Every line must be returned precisely as it is written.

◆ ◆ ◆

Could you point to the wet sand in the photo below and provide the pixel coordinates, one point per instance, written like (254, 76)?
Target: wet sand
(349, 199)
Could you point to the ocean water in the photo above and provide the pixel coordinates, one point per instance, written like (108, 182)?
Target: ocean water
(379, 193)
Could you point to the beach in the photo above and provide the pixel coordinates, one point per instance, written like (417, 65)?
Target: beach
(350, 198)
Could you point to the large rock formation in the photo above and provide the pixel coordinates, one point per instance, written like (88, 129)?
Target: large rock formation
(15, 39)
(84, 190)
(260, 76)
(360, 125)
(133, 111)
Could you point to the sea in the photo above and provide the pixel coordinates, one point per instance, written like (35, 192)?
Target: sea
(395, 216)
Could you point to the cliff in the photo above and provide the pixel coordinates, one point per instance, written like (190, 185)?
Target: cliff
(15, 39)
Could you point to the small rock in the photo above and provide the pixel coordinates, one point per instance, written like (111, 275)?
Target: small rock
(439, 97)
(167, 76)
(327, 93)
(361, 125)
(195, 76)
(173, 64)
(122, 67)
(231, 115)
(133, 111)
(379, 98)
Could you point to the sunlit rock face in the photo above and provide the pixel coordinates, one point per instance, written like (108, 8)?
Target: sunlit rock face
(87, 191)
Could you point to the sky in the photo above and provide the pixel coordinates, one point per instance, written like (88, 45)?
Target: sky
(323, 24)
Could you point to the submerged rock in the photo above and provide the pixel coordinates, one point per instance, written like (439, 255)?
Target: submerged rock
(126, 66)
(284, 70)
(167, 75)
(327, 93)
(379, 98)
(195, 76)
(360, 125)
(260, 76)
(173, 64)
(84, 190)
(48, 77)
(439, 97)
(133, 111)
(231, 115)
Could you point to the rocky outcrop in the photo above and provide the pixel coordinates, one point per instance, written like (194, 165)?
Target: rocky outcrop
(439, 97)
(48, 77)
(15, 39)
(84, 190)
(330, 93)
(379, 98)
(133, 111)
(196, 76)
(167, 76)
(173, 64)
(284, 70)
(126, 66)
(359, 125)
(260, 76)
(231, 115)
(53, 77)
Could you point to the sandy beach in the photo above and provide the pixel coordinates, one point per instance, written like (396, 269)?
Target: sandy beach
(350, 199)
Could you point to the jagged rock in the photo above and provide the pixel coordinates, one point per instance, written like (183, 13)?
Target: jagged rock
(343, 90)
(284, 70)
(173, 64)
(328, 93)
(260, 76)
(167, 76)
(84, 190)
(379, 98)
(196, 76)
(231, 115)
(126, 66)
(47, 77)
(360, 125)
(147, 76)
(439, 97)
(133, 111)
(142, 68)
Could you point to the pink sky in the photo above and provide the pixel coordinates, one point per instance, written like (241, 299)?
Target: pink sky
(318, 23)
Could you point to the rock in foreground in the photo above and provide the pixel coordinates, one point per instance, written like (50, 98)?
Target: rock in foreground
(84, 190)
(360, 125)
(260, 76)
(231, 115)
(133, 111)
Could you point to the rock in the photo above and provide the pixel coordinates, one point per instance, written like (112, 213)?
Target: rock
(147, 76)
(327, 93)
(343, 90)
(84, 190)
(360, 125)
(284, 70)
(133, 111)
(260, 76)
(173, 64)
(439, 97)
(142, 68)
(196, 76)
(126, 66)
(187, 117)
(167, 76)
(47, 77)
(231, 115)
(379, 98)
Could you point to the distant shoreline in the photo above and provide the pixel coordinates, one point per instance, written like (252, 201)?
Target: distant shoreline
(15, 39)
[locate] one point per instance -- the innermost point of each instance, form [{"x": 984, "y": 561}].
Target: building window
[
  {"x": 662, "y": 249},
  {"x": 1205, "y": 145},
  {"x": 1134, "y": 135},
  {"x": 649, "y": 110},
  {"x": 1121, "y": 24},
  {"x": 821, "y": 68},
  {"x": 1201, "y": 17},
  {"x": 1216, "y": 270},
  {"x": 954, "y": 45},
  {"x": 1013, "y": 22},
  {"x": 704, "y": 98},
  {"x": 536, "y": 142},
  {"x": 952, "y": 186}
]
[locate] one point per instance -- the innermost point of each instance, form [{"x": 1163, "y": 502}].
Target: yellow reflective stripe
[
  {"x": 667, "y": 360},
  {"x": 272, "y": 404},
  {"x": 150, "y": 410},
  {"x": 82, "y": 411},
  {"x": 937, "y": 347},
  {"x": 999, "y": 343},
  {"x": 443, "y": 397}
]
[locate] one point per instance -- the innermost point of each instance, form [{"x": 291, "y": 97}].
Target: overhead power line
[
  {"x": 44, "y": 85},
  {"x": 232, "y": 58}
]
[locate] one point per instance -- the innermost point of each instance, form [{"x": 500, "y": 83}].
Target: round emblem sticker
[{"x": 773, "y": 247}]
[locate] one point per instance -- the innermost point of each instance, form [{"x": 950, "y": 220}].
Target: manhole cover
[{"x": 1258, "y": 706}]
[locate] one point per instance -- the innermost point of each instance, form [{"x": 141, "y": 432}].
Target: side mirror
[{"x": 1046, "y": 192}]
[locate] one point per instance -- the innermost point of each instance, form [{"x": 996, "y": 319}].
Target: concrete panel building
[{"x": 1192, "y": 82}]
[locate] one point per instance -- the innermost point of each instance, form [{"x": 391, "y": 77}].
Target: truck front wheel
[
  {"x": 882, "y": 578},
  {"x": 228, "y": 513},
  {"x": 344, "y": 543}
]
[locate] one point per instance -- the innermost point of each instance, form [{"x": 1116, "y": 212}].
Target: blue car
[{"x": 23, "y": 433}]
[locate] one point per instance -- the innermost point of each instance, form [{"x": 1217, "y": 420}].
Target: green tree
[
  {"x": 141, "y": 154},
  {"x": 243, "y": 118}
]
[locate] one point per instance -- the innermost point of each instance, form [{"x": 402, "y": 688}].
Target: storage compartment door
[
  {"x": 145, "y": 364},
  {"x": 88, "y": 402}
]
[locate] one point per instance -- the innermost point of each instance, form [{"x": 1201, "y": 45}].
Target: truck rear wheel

◆ ◆ ◆

**Exercise response**
Could you point to the wet sand in the photo below and provide the pixel coordinates, one point per instance, written like (254, 76)?
Target: wet sand
(349, 199)
Could you point to the ocean water in the photo above and provide the pixel coordinates, one point per instance, written like (108, 182)?
Target: ocean water
(379, 193)
Could you point to the beach in the photo above and provide the pixel coordinates, one point per instance, written like (417, 65)?
Target: beach
(350, 198)
Could you point to the large rock formation in the photo above and provide the pixel coordinates, one point per instance, written like (88, 129)?
Target: large rock formation
(15, 39)
(84, 190)
(260, 76)
(360, 125)
(133, 111)
Could you point to the sea in the photo above and provide the pixel coordinates, one point per instance, written like (35, 192)?
Target: sea
(395, 216)
Could you point to the cliff in the photo above and provide the pixel coordinates, one point per instance, written like (190, 185)?
Target: cliff
(15, 39)
Could you point to the small rock in the photo above and provide the pixel coordinates, one point per instance, written like (111, 275)?
Target: small rock
(439, 97)
(167, 76)
(327, 93)
(361, 125)
(195, 76)
(173, 64)
(122, 67)
(231, 115)
(133, 111)
(379, 98)
Could you point to the sunlit rock face in the photo above and provide the pixel coordinates, one point per instance, written like (108, 8)?
Target: sunlit rock face
(87, 191)
Could you point to the sky in the photo above and provide the pixel coordinates, one point per instance, written like (88, 45)?
Target: sky
(323, 24)
Could you point to the submerged rock in the photo above and provide the pixel coordinates, one point per instance, written like (439, 255)?
Target: submerged rock
(126, 66)
(284, 70)
(167, 75)
(327, 93)
(379, 98)
(195, 76)
(360, 125)
(260, 76)
(173, 64)
(84, 190)
(48, 77)
(439, 97)
(133, 111)
(231, 115)
Could you point to the rocky outcrop in the photo above and provide the pixel coordinates, one point per instance, written like (194, 165)?
Target: rocky outcrop
(439, 97)
(48, 77)
(15, 39)
(84, 190)
(330, 93)
(379, 98)
(133, 111)
(196, 76)
(167, 76)
(173, 64)
(284, 70)
(126, 66)
(359, 125)
(260, 76)
(231, 115)
(53, 77)
Could you point to the sandy beach in the photo above and provide the pixel coordinates, one point per instance, written like (396, 269)?
Target: sandy beach
(350, 199)
Could you point to the jagged rock in the photo above and provide the pixel coordinates, one point per instance, written like (183, 13)?
Target: jagged rock
(343, 90)
(284, 70)
(173, 64)
(328, 93)
(260, 76)
(167, 76)
(84, 190)
(379, 98)
(196, 76)
(231, 115)
(126, 66)
(47, 77)
(360, 125)
(147, 76)
(439, 97)
(133, 111)
(142, 68)
Could you point to the pink sky in the photo above and provide the pixel coordinates, one point per instance, written like (241, 299)?
Target: pink sky
(318, 23)
Could you point to the rock in foreground in the photo above and provide the pixel coordinates, one point per instance, written like (50, 98)?
Target: rock in foreground
(84, 190)
(360, 125)
(260, 76)
(231, 115)
(133, 111)
Could you point to the rock in the photo above and provide the pixel coordinates, one point per instance, written like (112, 213)?
Target: rock
(147, 76)
(327, 93)
(343, 90)
(84, 190)
(360, 125)
(284, 70)
(133, 111)
(260, 76)
(173, 64)
(439, 97)
(142, 68)
(196, 76)
(126, 66)
(187, 117)
(167, 76)
(47, 77)
(231, 115)
(379, 98)
Could you point to the distant shoreline in the photo above and provide the pixel coordinates, one point per instance, written like (252, 201)?
Target: distant shoreline
(15, 39)
[locate] one point per instance -- the innermost point of each instance, form [{"x": 984, "y": 561}].
Target: building window
[
  {"x": 662, "y": 249},
  {"x": 1205, "y": 145},
  {"x": 1134, "y": 135},
  {"x": 649, "y": 110},
  {"x": 1121, "y": 24},
  {"x": 821, "y": 68},
  {"x": 1201, "y": 17},
  {"x": 1216, "y": 270},
  {"x": 954, "y": 45},
  {"x": 1013, "y": 22},
  {"x": 704, "y": 98},
  {"x": 536, "y": 142},
  {"x": 952, "y": 186}
]
[locate] one point per instance -- the innermost point of each instance, form [{"x": 1163, "y": 502}].
Target: yellow reflective stripe
[
  {"x": 667, "y": 360},
  {"x": 272, "y": 404},
  {"x": 150, "y": 410},
  {"x": 82, "y": 411},
  {"x": 937, "y": 347},
  {"x": 999, "y": 343},
  {"x": 443, "y": 397}
]
[locate] one point per instance -- the innermost point of each instance, form [{"x": 291, "y": 97}].
Target: overhead power line
[
  {"x": 44, "y": 85},
  {"x": 232, "y": 58}
]
[locate] one point per instance -- the innermost point of each instance, form [{"x": 500, "y": 83}].
Target: round emblem sticker
[{"x": 773, "y": 247}]
[locate] one point per instance -- the innermost point of each instance, form [{"x": 950, "y": 220}].
Target: manhole cover
[{"x": 1258, "y": 706}]
[locate] one point per instance -- the innermost point of each instance, form [{"x": 141, "y": 432}].
Target: side mirror
[{"x": 1046, "y": 192}]
[locate] one point per instance -- the innermost point of each instance, form [{"x": 996, "y": 319}].
Target: concrete panel building
[{"x": 1192, "y": 82}]
[locate] one point per instance -- the innermost point of each instance, form [{"x": 391, "y": 77}].
Target: truck front wheel
[
  {"x": 882, "y": 578},
  {"x": 228, "y": 513},
  {"x": 344, "y": 543}
]
[locate] one point per instance -- the innermost point of each instance, form [{"x": 1116, "y": 212}].
Target: blue car
[{"x": 23, "y": 433}]
[locate] one point per instance -- the innermost point of each instance, form [{"x": 1217, "y": 420}].
Target: green tree
[
  {"x": 141, "y": 154},
  {"x": 243, "y": 118}
]
[locate] one point per instance -- the innermost point of each instance, form [{"x": 402, "y": 688}].
Target: storage compartment door
[
  {"x": 145, "y": 364},
  {"x": 88, "y": 402}
]
[locate] one point per instance -- the innermost point of each instance, form [{"x": 1201, "y": 45}].
Target: truck rear wheel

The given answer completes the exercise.